> _EXTRACTED RECORDS_:
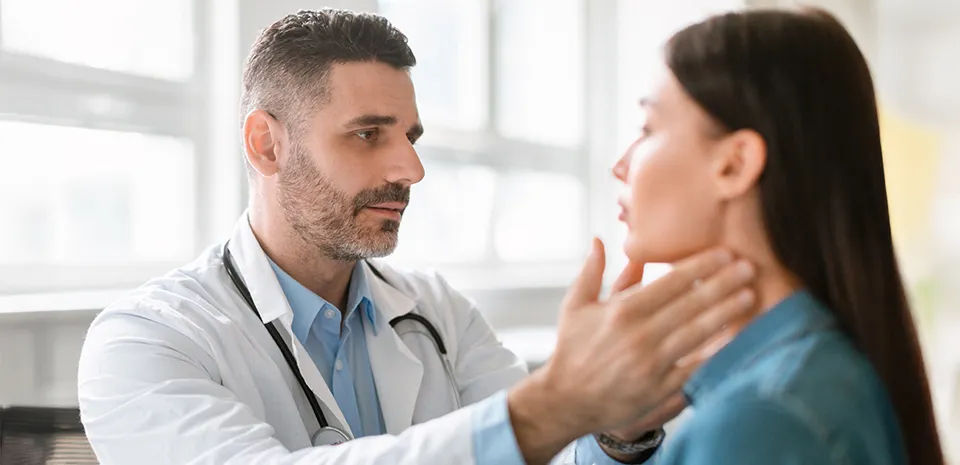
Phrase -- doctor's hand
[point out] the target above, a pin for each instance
(618, 360)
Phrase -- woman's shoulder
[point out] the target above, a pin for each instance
(815, 398)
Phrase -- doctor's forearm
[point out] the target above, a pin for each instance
(541, 425)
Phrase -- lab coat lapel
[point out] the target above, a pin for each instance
(396, 370)
(259, 277)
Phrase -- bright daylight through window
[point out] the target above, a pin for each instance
(100, 141)
(501, 93)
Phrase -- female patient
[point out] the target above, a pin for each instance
(762, 136)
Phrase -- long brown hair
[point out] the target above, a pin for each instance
(800, 81)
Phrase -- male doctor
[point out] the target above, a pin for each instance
(184, 370)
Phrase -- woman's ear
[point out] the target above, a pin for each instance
(739, 162)
(263, 137)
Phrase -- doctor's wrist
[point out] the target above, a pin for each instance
(542, 426)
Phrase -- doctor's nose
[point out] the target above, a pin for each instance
(405, 166)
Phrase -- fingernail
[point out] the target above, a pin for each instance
(724, 256)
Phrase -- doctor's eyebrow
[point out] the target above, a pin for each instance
(372, 120)
(414, 132)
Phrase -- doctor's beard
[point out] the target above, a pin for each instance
(323, 216)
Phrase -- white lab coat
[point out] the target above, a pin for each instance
(182, 371)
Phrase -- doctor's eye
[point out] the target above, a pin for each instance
(367, 135)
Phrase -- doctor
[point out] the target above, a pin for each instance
(286, 345)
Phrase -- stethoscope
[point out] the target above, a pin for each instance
(329, 435)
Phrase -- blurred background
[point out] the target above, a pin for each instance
(120, 155)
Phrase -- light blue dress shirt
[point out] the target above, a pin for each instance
(790, 389)
(342, 358)
(344, 362)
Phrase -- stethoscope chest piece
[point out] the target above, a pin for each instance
(329, 436)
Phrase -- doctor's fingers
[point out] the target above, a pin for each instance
(686, 337)
(641, 300)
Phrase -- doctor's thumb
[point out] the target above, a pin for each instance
(586, 288)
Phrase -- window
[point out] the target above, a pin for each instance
(101, 141)
(501, 91)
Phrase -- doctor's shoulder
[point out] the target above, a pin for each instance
(180, 301)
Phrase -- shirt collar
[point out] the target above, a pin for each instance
(798, 314)
(305, 304)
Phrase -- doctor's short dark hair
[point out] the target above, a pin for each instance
(290, 62)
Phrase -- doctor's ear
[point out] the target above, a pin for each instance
(739, 162)
(263, 138)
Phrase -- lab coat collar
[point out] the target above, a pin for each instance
(255, 270)
(396, 370)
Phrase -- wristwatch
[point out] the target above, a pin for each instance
(646, 442)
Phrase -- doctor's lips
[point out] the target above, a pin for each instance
(392, 210)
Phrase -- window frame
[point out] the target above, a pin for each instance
(488, 148)
(35, 89)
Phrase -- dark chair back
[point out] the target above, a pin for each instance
(43, 436)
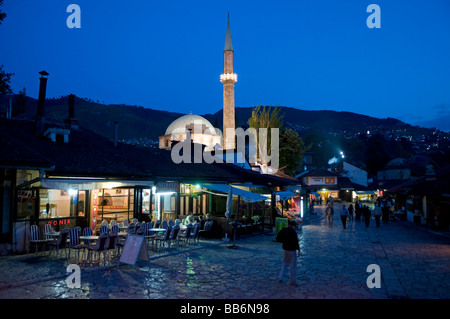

> _ACTION ITEM_:
Please state how many lines in the listing hold the string "stethoscope", giving the number alone.

> _EXERCISE OUTPUT_:
2